■ **TO DO**: Reproduce word for word everything from the line containing "target | white regulatory sign" down to the line containing "x=208 y=446", including both of those lines.

______________________________

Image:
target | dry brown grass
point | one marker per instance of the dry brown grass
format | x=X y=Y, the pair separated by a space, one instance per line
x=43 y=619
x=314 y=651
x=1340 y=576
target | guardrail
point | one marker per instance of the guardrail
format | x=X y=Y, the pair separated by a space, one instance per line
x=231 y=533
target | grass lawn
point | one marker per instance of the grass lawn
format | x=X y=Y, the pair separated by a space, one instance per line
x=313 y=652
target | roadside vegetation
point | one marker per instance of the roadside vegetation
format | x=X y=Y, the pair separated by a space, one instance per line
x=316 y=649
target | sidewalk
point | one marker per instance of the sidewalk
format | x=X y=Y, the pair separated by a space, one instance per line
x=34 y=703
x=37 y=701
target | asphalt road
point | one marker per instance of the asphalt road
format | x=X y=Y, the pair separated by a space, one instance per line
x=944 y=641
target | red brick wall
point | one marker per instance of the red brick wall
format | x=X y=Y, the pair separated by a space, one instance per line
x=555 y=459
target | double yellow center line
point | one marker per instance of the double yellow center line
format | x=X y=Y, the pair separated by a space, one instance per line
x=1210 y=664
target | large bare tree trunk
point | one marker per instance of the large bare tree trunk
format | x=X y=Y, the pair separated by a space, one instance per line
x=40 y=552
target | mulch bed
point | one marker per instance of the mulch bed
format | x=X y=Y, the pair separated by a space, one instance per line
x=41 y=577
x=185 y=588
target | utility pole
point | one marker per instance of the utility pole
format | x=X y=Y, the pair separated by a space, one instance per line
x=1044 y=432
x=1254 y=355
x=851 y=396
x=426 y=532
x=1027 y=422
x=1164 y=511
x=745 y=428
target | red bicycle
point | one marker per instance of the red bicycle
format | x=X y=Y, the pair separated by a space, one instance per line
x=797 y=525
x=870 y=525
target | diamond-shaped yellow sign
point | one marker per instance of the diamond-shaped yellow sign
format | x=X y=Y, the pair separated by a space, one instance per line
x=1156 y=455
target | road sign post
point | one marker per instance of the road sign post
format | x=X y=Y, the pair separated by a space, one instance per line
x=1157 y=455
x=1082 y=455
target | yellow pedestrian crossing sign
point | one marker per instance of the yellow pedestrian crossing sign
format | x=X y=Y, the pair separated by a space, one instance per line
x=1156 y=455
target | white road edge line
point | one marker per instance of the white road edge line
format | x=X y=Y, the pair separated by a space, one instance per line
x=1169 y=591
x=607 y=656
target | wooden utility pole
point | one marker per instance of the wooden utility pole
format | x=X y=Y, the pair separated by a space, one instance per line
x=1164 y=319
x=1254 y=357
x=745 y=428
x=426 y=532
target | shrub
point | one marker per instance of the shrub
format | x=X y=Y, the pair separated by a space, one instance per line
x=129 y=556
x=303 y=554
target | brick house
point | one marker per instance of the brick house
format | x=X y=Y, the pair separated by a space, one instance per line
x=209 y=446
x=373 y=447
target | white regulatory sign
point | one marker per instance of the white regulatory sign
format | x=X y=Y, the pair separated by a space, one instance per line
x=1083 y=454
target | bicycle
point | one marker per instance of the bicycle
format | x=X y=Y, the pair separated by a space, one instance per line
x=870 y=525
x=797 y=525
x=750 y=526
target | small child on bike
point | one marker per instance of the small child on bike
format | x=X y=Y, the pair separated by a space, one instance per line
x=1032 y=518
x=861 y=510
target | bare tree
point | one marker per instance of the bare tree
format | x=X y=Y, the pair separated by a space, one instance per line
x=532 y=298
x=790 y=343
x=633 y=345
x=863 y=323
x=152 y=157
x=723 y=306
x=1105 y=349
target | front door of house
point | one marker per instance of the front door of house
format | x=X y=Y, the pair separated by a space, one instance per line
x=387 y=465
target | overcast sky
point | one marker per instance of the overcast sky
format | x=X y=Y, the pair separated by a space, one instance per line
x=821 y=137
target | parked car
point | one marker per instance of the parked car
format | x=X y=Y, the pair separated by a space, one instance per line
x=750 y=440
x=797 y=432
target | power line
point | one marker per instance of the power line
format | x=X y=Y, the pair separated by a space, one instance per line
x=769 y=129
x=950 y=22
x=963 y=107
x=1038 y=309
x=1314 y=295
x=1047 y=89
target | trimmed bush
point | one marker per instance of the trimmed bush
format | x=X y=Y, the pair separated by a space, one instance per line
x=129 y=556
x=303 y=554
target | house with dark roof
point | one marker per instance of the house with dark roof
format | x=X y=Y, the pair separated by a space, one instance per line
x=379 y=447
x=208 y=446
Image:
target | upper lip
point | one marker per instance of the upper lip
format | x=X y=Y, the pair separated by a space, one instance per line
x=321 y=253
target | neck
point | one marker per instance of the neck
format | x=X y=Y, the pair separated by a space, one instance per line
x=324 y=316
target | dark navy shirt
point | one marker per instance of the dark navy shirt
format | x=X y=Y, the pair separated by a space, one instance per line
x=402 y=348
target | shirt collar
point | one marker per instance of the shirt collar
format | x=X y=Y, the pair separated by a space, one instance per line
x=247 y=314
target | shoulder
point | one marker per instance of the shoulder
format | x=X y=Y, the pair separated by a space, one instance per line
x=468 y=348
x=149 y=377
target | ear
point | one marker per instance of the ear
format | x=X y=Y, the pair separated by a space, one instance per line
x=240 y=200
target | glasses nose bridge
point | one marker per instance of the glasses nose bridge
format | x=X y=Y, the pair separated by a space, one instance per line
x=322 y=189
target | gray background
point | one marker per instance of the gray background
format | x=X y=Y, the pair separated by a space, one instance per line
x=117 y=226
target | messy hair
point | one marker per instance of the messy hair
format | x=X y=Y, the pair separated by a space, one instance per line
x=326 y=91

______________________________

■ **CORRECT RESPONSE**:
target | white regulatory sign
point | one marker per instance of the white regulatory sign
format | x=X y=Y, the pair separated by a space, one instance per line
x=1083 y=454
target | bicycle
point | one marker per instance of the bicycle
format | x=X y=Y, the pair separated by a space, one instance per line
x=870 y=525
x=797 y=525
x=750 y=526
target | small child on bike
point | one marker per instance of the small child on bike
format | x=X y=Y, the pair separated by a space, one instance per line
x=1032 y=518
x=861 y=510
target | bare tree
point | one marker per instance of the bare tree
format | x=X y=Y, the pair separated by a space, one instance per line
x=532 y=298
x=790 y=343
x=633 y=345
x=863 y=323
x=152 y=157
x=723 y=306
x=1105 y=349
target | front door of house
point | one marker per instance of the front door of house
format | x=X y=Y, the pair separated by a space, one instance per line
x=387 y=465
target | overcast sky
point | one marker per instance of the overcast sky
format | x=X y=Y, the pair separated by a space, one instance per line
x=821 y=137
target | parked car
point | one marker per instance of the parked car
format | x=X y=Y, the pair separated by a space, one instance per line
x=750 y=440
x=797 y=432
target | power line
point | one marker per instance of the power line
format | x=X y=Y, the pair separated by a space, one instance per line
x=769 y=129
x=950 y=22
x=963 y=107
x=1038 y=309
x=1314 y=295
x=1047 y=89
target | trimmed bush
point | one marker per instance of the trimmed bush
format | x=X y=Y, the pair separated by a space, one instance per line
x=129 y=556
x=303 y=554
target | house with dark roof
point | one marker per instance of the house with dark roof
format | x=X y=Y, the pair separated by a space, one instance per line
x=379 y=447
x=208 y=446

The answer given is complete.